DATASET ::
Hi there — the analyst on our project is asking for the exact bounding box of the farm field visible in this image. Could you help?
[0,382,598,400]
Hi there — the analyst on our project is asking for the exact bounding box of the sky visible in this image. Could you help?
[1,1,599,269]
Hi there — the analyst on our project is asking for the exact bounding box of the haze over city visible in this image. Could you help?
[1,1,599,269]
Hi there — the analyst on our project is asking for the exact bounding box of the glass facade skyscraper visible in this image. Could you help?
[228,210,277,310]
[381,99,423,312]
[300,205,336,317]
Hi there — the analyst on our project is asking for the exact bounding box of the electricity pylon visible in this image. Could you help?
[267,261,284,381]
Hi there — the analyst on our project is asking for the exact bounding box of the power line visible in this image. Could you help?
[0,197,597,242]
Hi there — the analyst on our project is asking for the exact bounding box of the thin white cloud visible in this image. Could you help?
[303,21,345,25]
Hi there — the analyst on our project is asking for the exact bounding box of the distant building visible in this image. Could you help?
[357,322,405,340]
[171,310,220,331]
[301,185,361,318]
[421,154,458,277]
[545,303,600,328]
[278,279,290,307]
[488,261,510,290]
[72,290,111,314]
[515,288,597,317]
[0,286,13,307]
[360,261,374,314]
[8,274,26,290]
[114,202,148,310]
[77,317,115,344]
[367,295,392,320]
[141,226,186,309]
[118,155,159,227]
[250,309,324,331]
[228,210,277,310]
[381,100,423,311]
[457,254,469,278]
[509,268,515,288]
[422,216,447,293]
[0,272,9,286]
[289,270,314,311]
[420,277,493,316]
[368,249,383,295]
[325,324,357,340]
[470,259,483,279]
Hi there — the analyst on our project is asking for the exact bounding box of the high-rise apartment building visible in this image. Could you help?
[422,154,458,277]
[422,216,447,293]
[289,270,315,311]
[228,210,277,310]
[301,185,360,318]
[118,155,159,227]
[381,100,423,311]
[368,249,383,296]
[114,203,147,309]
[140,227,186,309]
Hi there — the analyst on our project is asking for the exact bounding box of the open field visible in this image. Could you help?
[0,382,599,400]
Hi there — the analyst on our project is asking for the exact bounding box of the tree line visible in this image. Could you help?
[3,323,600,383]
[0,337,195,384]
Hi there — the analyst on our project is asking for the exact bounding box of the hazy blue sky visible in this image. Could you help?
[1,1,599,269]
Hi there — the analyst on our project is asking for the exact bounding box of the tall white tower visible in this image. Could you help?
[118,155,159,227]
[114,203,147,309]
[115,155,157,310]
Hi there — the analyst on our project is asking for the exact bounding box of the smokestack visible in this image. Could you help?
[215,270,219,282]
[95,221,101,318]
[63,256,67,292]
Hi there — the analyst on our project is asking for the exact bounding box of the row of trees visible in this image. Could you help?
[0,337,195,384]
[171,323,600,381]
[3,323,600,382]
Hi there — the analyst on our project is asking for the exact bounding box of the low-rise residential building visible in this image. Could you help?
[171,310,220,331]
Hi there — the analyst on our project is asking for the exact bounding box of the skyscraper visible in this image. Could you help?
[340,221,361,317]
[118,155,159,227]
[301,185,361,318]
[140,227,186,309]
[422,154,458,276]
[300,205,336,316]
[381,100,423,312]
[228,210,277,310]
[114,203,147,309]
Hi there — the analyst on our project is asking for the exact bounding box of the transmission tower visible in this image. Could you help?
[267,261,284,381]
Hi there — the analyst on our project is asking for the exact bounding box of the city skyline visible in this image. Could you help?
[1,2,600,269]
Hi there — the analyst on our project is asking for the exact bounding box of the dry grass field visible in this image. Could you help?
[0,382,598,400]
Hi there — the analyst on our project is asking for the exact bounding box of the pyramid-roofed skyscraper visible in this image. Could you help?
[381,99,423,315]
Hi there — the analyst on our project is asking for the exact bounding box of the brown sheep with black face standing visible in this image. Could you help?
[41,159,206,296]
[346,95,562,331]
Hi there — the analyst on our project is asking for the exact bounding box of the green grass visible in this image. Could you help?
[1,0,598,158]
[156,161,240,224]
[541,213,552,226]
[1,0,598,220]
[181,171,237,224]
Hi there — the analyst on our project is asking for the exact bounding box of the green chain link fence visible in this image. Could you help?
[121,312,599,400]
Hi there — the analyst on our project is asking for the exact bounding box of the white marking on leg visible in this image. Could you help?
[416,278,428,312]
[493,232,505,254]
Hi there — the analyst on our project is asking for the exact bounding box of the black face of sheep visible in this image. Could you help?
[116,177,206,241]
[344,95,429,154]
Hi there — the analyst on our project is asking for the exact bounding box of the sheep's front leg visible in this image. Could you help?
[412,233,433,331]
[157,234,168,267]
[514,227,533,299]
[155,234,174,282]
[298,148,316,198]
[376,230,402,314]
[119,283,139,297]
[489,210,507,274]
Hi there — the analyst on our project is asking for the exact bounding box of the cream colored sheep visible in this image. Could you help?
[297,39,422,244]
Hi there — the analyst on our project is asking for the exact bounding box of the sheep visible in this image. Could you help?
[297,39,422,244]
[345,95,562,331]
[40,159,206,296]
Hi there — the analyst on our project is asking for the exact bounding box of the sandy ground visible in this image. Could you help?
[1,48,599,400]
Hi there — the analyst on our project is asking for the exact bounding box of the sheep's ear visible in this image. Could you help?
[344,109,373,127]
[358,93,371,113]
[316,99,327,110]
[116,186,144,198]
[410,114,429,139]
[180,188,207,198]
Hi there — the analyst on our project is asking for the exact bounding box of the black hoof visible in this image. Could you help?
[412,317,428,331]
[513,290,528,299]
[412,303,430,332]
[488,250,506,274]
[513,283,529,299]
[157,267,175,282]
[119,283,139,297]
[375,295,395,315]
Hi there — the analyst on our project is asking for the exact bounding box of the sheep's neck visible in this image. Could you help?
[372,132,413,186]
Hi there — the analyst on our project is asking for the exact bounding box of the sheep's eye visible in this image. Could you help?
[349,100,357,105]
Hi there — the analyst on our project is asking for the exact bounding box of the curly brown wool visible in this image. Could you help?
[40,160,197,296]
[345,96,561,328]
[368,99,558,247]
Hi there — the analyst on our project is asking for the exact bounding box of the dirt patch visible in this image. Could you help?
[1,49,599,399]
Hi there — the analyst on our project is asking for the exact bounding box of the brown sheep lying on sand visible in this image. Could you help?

EXERCISE PROMPT :: Nothing in the material may change; reproduce it all.

RESPONSE ::
Hi there — the analyst on our project is asking for the exact bounding box of the farm field visible in this image. Could you help?
[0,382,598,400]
Hi there — the analyst on our project is asking for the exact bounding box of the sky visible in this image. Could you help?
[1,1,599,269]
Hi there — the analyst on our project is asking for the exact bounding box of the haze over city visible in this image. Could you help?
[1,1,599,269]
Hi there — the analyst on our project is asking for the exact bounding box of the glass facade skyscraper visible in this image. Could you help?
[228,210,277,310]
[381,99,423,312]
[300,205,336,317]
Hi there — the analyst on our project is asking for the exact bounding box of the electricity pylon visible in this image. Could you help?
[267,261,284,381]
Hi there — the analyst on our project is asking for the exact bounding box of the power line visible in this image. Could you help?
[0,197,597,242]
Hi there — the analyst on our project is asking for the exact bounding box of the thin white cloud visible in this image. Could you help?
[303,21,345,25]
Hi there — the analyst on our project is asking for the exact bounding box of the distant building visible in this image. Could you help?
[357,322,405,340]
[171,310,220,331]
[301,185,361,318]
[421,154,458,277]
[545,303,600,328]
[278,279,290,307]
[488,261,510,290]
[72,290,111,314]
[515,288,597,317]
[0,286,13,307]
[360,261,374,314]
[8,274,26,290]
[114,202,148,310]
[77,317,115,344]
[367,295,392,320]
[141,226,186,309]
[118,155,159,227]
[250,309,324,331]
[228,210,277,310]
[381,100,423,311]
[457,254,469,278]
[509,268,515,288]
[422,216,447,293]
[0,272,9,286]
[289,270,314,311]
[420,277,493,316]
[368,249,383,295]
[325,324,357,340]
[470,259,483,279]
Hi there — the analyst on our project is asking for the exact bounding box of the high-rise apartment building visible in this image. Could you help?
[422,154,458,277]
[422,216,447,293]
[289,270,315,311]
[228,210,277,310]
[301,185,360,318]
[118,155,159,227]
[381,100,423,311]
[368,249,383,296]
[114,203,147,309]
[140,227,186,309]
Hi there — the analyst on our project is asking for the exact bounding box of the open field visible in this image. Could you help?
[0,382,599,400]
Hi there — the analyst on our project is asking for the exact bounding box of the tree line visible in this image. Could you help?
[3,323,600,383]
[0,337,195,384]
Hi there — the analyst on our project is asking for the exact bounding box of the hazy blue sky visible in this image. Could you help?
[1,1,599,269]
Hi there — the analyst on our project is asking for the exact bounding box of the tall white tower visible in this image. Could you help?
[118,155,159,227]
[114,203,147,309]
[115,155,157,310]
Hi there — the analyst on our project is asking for the exact bounding box of the smokestack visible in this image. Could you help?
[215,270,219,282]
[95,221,101,318]
[63,256,67,292]
Hi there — the analyst on our project is asking for the exact bounding box of the row of trees visible in this image. Could you help?
[0,337,195,384]
[171,323,600,381]
[3,323,600,382]
Hi there — the analyst on our project is asking for the exact bounding box of the low-rise residential building visible in this image. Could you help?
[171,310,220,331]
Hi there — the analyst on our project is asking for the exact bounding box of the skyscraper visible in this image. Could you help?
[340,221,361,317]
[118,155,159,227]
[301,185,361,318]
[140,227,186,309]
[422,154,458,276]
[300,205,336,316]
[381,100,423,312]
[228,210,277,310]
[114,203,147,309]
Hi there — the analyst on our project is asking for the exact bounding box of the transmission tower visible in this image. Could you help?
[267,261,284,381]
Hi there — the analyst on our project is asking for the exact bounding box of the city skyline visible in this image. Could you help?
[1,2,600,269]
Hi there — the analyst on our project is asking for the exact bounding box of the dry grass field visible in this image. Could you help?
[0,382,598,400]
Hi there — the analyst on our project is asking for the exact bounding box of the pyramid-roofed skyscraper visible in this image. Could you help?
[381,99,423,315]
Hi there — the analyst on our project is asking for the exact bounding box of the brown sheep with black face standing visible in this image. Could you help?
[41,159,206,296]
[346,95,562,331]
Hi there — the analyst on our project is asking for the exact bounding box of the green grass visible in this image. Could you help?
[1,0,598,158]
[156,161,240,224]
[541,213,552,226]
[1,0,598,220]
[181,171,237,224]
Hi there — the analyst on our project is asking for the exact bounding box of the green chain link fence visible in this image. Could you help?
[121,312,599,400]
Hi there — the analyst on our project is asking for the exact bounding box of the white marking on leg visible in this image. Could you help?
[416,278,428,312]
[493,232,505,254]
Hi there — the analyst on our project is asking for the exact bounding box of the black face of sheep visible in this image. Could you help?
[116,177,206,241]
[344,95,429,154]
Hi there — the analyst on our project is asking for the exact bounding box of the sheep's front leg visible in this image. Could you help?
[412,233,433,331]
[157,234,168,267]
[514,227,533,299]
[155,234,174,282]
[298,148,316,198]
[376,230,402,314]
[119,283,139,297]
[489,210,507,274]
Hi there — the analyst on our project is asking for the exact bounding box of the cream colored sheep visible in this image. Could you help?
[297,39,422,244]
Hi there — the analyst on our project is asking for the exact bounding box of the sheep visible in this image. Could you help?
[297,39,422,244]
[345,95,562,331]
[40,159,206,296]
Hi there — the analyst on our project is asking for the exact bounding box of the sandy ground visible in this image. Could you help?
[1,48,599,400]
Hi there — the analyst on our project is asking for the exact bounding box of the sheep's ear visible in this image. Could you help?
[344,109,373,127]
[358,93,371,113]
[316,99,327,110]
[116,186,144,198]
[410,114,429,139]
[180,188,207,198]
Hi there — the analyst on our project is asking for the exact bounding box of the black hoof visible in this image. Could you help?
[412,317,428,331]
[513,290,528,299]
[412,303,430,332]
[488,250,506,274]
[513,283,529,299]
[157,267,175,282]
[119,283,139,297]
[375,295,395,315]
Hi there — the analyst on our project is asking for the exact bounding box of the sheep's neck visible in this image. Could you help?
[372,132,413,186]
Hi there — the analyst on our project is asking for the exact bounding box of the sheep's eye visible in this image. Could you help?
[349,100,357,105]
Hi there — the analyst on our project is asking for the exact bounding box of the curly brown wool visible in this image. Could you help?
[40,160,197,296]
[345,96,561,328]
[368,99,558,247]
Hi there — the analyst on our project is asking for the exact bounding box of the dirt patch visible in this image. Could you help?
[1,49,599,399]
Hi there — the analyst on our project is asking for the exact bounding box of the brown sheep lying on sand visible in this image. Could you help?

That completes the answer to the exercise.